>>>>
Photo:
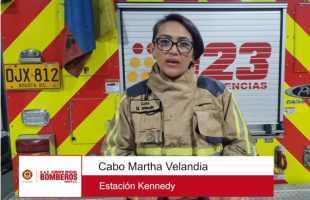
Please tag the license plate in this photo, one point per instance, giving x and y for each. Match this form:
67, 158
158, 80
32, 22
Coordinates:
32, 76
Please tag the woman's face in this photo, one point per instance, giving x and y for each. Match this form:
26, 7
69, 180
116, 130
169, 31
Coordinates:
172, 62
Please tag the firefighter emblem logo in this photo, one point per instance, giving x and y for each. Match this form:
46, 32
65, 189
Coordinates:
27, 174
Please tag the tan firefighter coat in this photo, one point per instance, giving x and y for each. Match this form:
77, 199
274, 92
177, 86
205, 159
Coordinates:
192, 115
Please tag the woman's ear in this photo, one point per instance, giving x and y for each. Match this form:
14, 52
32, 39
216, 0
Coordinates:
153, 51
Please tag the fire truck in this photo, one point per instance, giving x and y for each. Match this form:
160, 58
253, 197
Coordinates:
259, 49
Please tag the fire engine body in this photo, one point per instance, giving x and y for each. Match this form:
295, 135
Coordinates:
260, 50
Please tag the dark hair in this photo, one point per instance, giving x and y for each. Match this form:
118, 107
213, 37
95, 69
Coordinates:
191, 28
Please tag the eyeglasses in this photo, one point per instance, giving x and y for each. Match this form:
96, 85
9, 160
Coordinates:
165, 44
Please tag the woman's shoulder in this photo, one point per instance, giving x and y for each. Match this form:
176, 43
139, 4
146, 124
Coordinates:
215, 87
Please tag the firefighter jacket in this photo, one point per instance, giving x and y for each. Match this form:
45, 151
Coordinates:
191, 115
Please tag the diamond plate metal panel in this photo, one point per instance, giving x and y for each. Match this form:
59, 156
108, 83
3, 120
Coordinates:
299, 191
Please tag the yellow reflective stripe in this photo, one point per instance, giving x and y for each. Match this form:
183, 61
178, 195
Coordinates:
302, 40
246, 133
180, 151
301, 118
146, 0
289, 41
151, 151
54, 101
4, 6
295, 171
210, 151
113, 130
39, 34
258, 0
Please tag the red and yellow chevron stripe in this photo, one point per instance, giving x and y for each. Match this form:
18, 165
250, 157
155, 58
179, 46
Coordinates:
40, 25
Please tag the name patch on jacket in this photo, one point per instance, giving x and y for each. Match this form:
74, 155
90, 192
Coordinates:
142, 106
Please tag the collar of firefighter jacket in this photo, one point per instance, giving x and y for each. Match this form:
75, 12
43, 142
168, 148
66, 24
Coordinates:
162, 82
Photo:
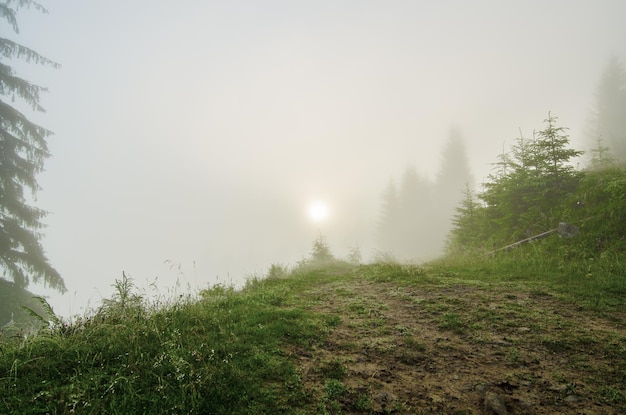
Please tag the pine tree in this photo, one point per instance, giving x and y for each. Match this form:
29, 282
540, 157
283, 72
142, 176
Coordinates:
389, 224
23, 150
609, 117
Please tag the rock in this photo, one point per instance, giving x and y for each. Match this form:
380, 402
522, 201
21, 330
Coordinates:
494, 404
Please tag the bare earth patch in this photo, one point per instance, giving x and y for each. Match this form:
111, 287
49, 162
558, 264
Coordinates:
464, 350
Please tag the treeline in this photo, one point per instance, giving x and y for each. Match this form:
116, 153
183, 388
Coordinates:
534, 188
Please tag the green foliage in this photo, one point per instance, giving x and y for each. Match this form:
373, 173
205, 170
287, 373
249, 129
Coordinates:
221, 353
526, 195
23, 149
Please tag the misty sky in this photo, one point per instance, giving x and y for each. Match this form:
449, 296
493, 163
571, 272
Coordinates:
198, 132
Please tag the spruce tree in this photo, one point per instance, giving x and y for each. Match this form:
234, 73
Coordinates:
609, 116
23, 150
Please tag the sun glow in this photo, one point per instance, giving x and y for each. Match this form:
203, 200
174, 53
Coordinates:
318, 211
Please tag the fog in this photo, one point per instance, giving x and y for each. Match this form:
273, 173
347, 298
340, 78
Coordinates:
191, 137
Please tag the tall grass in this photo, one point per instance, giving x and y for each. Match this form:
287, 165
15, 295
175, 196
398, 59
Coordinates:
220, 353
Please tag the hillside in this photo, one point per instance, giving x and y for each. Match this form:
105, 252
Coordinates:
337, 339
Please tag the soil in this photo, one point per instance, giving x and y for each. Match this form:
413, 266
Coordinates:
<<<<
## Task description
Could you return every line from the entries above in which the string "firefighter" occurs?

## Exercise output
Please tag the firefighter emblem logo in this photo, one point per instance, giving x and y for each. Match this form:
Please tag the tan firefighter coat in this photo, one point per instance, giving x and y for each. Match this form:
Please tag the firefighter jacket in this photo, one point per instance, giving x and y for each. Match this form:
Please tag the collar of firefighter jacket in this photo, one point per instance, giving x and y for each. Match this form:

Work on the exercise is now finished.